→ **WHAT YOU NEED TO DO**
Return each of the entries below word for word, leaving out the pictures.

→ **INFORMATION SUPPLIED**
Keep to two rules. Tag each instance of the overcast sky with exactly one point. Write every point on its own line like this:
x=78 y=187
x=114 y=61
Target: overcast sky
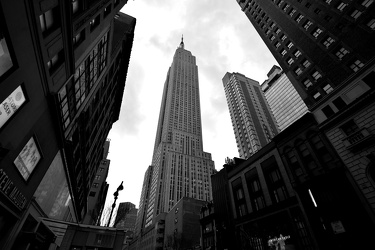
x=221 y=38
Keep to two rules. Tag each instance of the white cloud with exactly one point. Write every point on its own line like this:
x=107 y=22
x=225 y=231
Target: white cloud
x=221 y=38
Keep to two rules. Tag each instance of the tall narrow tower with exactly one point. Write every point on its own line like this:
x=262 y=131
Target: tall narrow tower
x=252 y=119
x=180 y=166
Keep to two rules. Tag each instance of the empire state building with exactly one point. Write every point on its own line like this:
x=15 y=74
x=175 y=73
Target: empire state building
x=180 y=167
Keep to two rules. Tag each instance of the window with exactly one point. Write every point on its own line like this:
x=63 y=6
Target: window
x=367 y=3
x=94 y=23
x=64 y=108
x=355 y=14
x=327 y=88
x=356 y=65
x=55 y=61
x=316 y=75
x=297 y=53
x=307 y=83
x=299 y=18
x=27 y=159
x=298 y=71
x=339 y=103
x=328 y=41
x=371 y=24
x=11 y=105
x=6 y=62
x=317 y=96
x=317 y=32
x=341 y=52
x=76 y=6
x=341 y=6
x=306 y=63
x=291 y=12
x=78 y=39
x=350 y=127
x=307 y=24
x=107 y=10
x=49 y=20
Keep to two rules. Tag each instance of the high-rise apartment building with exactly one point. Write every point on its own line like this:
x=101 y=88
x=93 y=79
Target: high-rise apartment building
x=63 y=66
x=180 y=167
x=252 y=120
x=286 y=105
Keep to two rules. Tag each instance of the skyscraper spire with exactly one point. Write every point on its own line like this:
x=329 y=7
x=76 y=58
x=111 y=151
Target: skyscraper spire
x=182 y=42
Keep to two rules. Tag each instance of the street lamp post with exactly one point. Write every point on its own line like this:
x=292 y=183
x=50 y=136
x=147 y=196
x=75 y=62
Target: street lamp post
x=115 y=194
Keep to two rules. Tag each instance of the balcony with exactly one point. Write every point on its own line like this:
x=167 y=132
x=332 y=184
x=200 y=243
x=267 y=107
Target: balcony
x=359 y=140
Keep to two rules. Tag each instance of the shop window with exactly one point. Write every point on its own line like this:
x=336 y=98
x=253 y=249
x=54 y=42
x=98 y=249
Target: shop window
x=28 y=158
x=6 y=61
x=11 y=105
x=49 y=20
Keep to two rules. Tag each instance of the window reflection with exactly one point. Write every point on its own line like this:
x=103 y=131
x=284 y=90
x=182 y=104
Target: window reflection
x=53 y=194
x=5 y=59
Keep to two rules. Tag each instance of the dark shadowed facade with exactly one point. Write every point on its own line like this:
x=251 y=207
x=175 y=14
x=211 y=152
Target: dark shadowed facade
x=63 y=66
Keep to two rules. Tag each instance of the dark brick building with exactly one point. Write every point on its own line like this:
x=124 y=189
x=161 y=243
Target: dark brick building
x=63 y=66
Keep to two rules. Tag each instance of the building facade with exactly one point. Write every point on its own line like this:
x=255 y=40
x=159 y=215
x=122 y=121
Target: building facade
x=326 y=48
x=286 y=105
x=98 y=191
x=62 y=76
x=180 y=167
x=253 y=122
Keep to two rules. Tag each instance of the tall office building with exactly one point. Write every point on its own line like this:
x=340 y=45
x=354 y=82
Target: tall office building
x=180 y=167
x=63 y=66
x=253 y=122
x=322 y=46
x=327 y=50
x=286 y=105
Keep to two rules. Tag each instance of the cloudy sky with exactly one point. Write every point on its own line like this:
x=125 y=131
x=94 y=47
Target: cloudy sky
x=221 y=38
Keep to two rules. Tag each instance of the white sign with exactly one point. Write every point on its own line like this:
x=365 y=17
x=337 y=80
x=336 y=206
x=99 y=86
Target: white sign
x=27 y=159
x=11 y=104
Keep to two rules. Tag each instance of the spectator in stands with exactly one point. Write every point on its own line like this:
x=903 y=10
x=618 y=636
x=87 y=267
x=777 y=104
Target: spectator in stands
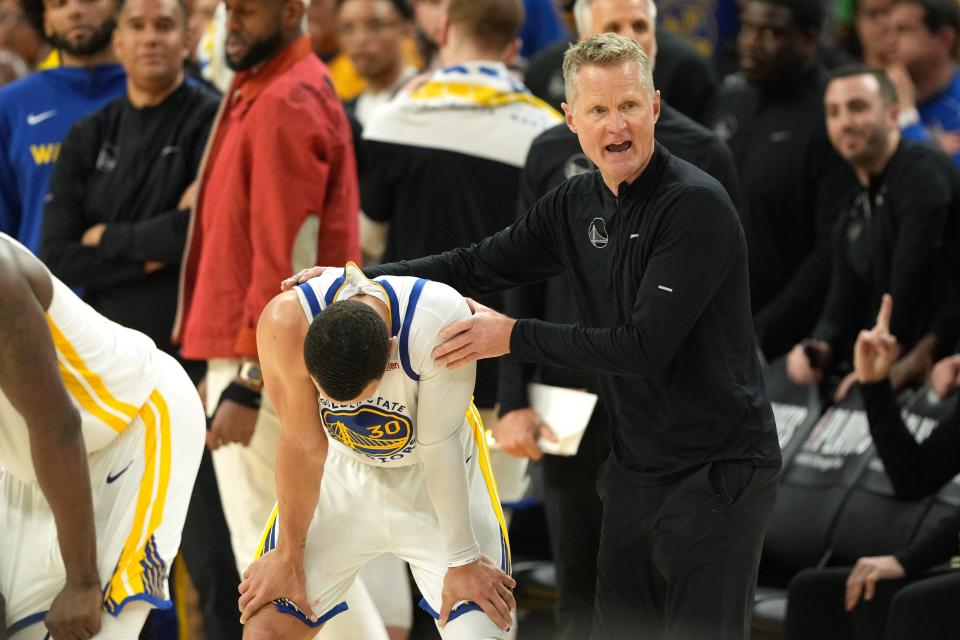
x=792 y=180
x=278 y=189
x=322 y=27
x=864 y=32
x=442 y=164
x=924 y=70
x=542 y=26
x=890 y=237
x=372 y=34
x=19 y=36
x=891 y=597
x=572 y=506
x=683 y=76
x=36 y=112
x=201 y=13
x=429 y=17
x=115 y=224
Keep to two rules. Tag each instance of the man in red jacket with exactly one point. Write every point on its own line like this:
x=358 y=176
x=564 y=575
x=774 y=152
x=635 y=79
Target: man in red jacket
x=277 y=191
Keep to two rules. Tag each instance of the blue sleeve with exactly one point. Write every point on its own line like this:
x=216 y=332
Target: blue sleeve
x=916 y=132
x=10 y=204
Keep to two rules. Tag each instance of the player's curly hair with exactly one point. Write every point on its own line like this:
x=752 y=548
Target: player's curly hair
x=346 y=348
x=33 y=12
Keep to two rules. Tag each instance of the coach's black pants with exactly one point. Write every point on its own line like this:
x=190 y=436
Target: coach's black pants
x=679 y=561
x=574 y=514
x=209 y=557
x=923 y=608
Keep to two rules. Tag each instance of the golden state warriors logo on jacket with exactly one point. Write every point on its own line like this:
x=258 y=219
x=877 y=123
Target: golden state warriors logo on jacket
x=375 y=432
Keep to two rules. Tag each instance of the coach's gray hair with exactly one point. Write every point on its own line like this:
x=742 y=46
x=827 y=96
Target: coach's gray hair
x=604 y=50
x=584 y=18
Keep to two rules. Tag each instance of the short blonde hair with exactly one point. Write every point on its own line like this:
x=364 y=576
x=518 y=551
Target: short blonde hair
x=604 y=50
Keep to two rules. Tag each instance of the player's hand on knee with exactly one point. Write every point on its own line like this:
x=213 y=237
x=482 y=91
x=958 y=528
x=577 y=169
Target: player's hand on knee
x=865 y=575
x=518 y=431
x=483 y=583
x=75 y=612
x=232 y=422
x=302 y=276
x=270 y=577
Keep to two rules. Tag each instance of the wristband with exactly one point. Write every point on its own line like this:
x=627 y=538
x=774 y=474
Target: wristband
x=244 y=396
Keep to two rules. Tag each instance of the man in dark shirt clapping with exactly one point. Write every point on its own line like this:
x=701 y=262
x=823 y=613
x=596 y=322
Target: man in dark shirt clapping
x=115 y=224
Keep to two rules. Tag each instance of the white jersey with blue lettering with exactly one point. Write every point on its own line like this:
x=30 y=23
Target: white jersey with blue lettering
x=408 y=472
x=108 y=370
x=384 y=430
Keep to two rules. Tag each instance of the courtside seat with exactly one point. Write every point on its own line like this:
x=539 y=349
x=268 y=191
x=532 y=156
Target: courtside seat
x=796 y=407
x=870 y=520
x=926 y=410
x=816 y=484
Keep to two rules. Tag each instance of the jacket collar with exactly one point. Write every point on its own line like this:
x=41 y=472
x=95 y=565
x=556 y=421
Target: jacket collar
x=247 y=85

→ **RESULT OF THE TASK**
Keep to two rules. Tag each instance of the overcast sky with exactly one point. Write every point on its own line like this:
x=78 y=187
x=114 y=61
Target: overcast sky
x=221 y=38
Keep to two rules. Tag each instance of the white cloud with exactly one point. Write every point on its own line like this:
x=107 y=22
x=225 y=231
Target: white cloud
x=221 y=38
Keep to two rules. Tag each instance of the tall narrow tower with exactly one point. Write every point on its own line like this:
x=262 y=131
Target: tall narrow tower
x=252 y=119
x=180 y=166
Keep to two rules. Tag each instance of the empire state building with exactly one point. Write every point on its own line like this:
x=15 y=74
x=175 y=73
Target: empire state building
x=180 y=167
Keep to two rules. Tag each instance of the window with exactly one point. Write every point on its own line like this:
x=63 y=6
Target: window
x=367 y=3
x=94 y=23
x=64 y=108
x=355 y=14
x=327 y=88
x=356 y=65
x=55 y=61
x=316 y=75
x=297 y=53
x=307 y=83
x=299 y=18
x=27 y=159
x=298 y=71
x=339 y=103
x=328 y=41
x=371 y=24
x=11 y=105
x=6 y=62
x=317 y=96
x=317 y=32
x=341 y=52
x=76 y=6
x=341 y=6
x=306 y=63
x=291 y=12
x=78 y=39
x=350 y=127
x=307 y=24
x=107 y=10
x=49 y=20
Keep to two rules. Tag each instance of the high-rise apartment building with exactly one point. Write every point on its own line like this:
x=101 y=88
x=93 y=79
Target: high-rise apartment building
x=63 y=66
x=180 y=167
x=252 y=120
x=286 y=105
Keep to two rules. Tag each instance of the skyscraper spire with exactly one point. Write every point on its own line like this:
x=329 y=7
x=76 y=58
x=111 y=151
Target: skyscraper spire
x=182 y=42
Keep to two rules. Tag each instance of the street lamp post with exactly one point. Write every point on its own line like this:
x=292 y=183
x=50 y=136
x=147 y=196
x=75 y=62
Target: street lamp post
x=115 y=194
Keep to two rules. Tag each instance of the balcony with exactly one point. Write every point on its own line like this:
x=167 y=132
x=332 y=184
x=200 y=243
x=267 y=107
Target: balcony
x=359 y=140
Keep to two rules. Tag each instance of the shop window with exactly one point. Write every point on its own line like this:
x=336 y=98
x=253 y=249
x=54 y=42
x=98 y=249
Target: shop window
x=28 y=158
x=6 y=61
x=11 y=105
x=49 y=20
Keep to two rules. Tag each instance of the window reflection with exactly one point. Write every point on its own line like this:
x=103 y=131
x=284 y=90
x=182 y=104
Target: window reflection
x=53 y=194
x=5 y=59
Keep to two rules. Tag each instance of the dark shadowed facade with exactly one point. Write every point on its own line like this:
x=251 y=207
x=175 y=14
x=211 y=152
Target: dark shadowed facade
x=63 y=66
Keep to two rules. Tag each instance of the dark brick building with exactly one point. Write every point on its own line like this:
x=124 y=189
x=161 y=243
Target: dark brick building
x=63 y=66
Keep to two rules. Tag each instance of the building facade with exactly one point. Write every point on its own line like this:
x=255 y=40
x=159 y=215
x=122 y=121
Target: building facade
x=326 y=48
x=286 y=105
x=98 y=191
x=62 y=76
x=180 y=167
x=253 y=122
Keep to two rules. Tag each instance of the tall office building with exactly one point. Write every point on its own line like this:
x=340 y=45
x=354 y=82
Target: tall office building
x=180 y=167
x=63 y=66
x=253 y=122
x=322 y=46
x=327 y=50
x=286 y=105
Keep to two rules. Tag each instance of the cloudy sky with exactly one point. Write every point on its own line like this:
x=125 y=131
x=94 y=47
Target: cloudy sky
x=221 y=38
Keep to two rules. Tag each instance of the white sign with exactly one point. Write every point on its own line like this:
x=365 y=17
x=337 y=80
x=336 y=206
x=99 y=86
Target: white sign
x=27 y=159
x=11 y=104
Keep to two rules. Tag each instance of the spectator in stands with exactly one point. Write every point on its own line like this:
x=903 y=10
x=618 y=636
x=87 y=267
x=777 y=104
Target: spectator in stands
x=792 y=180
x=278 y=189
x=322 y=27
x=864 y=32
x=442 y=164
x=924 y=70
x=542 y=26
x=890 y=237
x=372 y=34
x=19 y=36
x=891 y=597
x=572 y=506
x=683 y=76
x=36 y=112
x=201 y=13
x=429 y=17
x=115 y=224
Keep to two rules. Tag each instance of the man in red jacket with exactly one point. Write every point on its own line like this:
x=358 y=176
x=564 y=575
x=774 y=152
x=635 y=79
Target: man in red jacket
x=277 y=191
Keep to two rules. Tag each instance of the blue sleeve with exactly one point. Write every point on its own line like this:
x=216 y=332
Target: blue sleeve
x=916 y=132
x=10 y=204
Keep to two rules. Tag each instance of the player's curly hair with exactly one point. Write every point on its own line like this:
x=752 y=548
Target: player's curly hair
x=346 y=348
x=33 y=12
Keep to two rules. Tag each instance of the coach's black pants with exactly one point. Write every point on its own line like this:
x=190 y=436
Target: coach's black pants
x=679 y=561
x=574 y=514
x=209 y=557
x=923 y=608
Keep to two rules. Tag each instance of the golden state warriors logo on jacket with exactly one point. Write every point on its own line like this:
x=258 y=219
x=877 y=123
Target: golden state warriors logo on jacket
x=375 y=432
Keep to two rules. Tag each instance of the coach's gray hair with exactly one point. Write every point on its own line like this:
x=742 y=46
x=827 y=96
Target: coach's gray hair
x=604 y=50
x=584 y=18
Keep to two rules. Tag each instance of the short blonde hair with exactly one point. Write every point on its own line like this:
x=364 y=576
x=518 y=551
Target: short blonde hair
x=604 y=50
Keep to two rules. Tag each instance of the player's hand on knee with exactly one point. Write every point on its own line like this:
x=213 y=237
x=482 y=91
x=958 y=528
x=577 y=169
Target: player's hand on knee
x=865 y=575
x=518 y=431
x=483 y=583
x=75 y=612
x=232 y=422
x=302 y=276
x=270 y=577
Keep to two rules. Tag each instance of the wristband with exactly one point. Write every point on its own line like this:
x=627 y=538
x=774 y=474
Target: wristband
x=244 y=396
Keep to two rules. Tag each instance of the man in dark shirt clapping with exactly one point. Write every point on its own line like this:
x=701 y=262
x=823 y=613
x=596 y=322
Target: man in dark shirt clapping
x=115 y=224
Keep to two rules. Tag each instance of the white jersey with blue lettering with exactly one point. Write every point on its own line like this:
x=30 y=23
Target: white jersey with blue lettering
x=408 y=472
x=108 y=370
x=384 y=430
Keep to two rules. Tag each instance of the courtside seat with exactly one point. Write every point on its own line like this:
x=539 y=349
x=268 y=191
x=532 y=156
Target: courtside seat
x=796 y=407
x=870 y=520
x=926 y=410
x=816 y=484
Keep to two rules. Tag each instance of the jacket collar with exactly one point. Write every point on its own line like this:
x=41 y=472
x=95 y=565
x=556 y=421
Target: jacket collar
x=247 y=85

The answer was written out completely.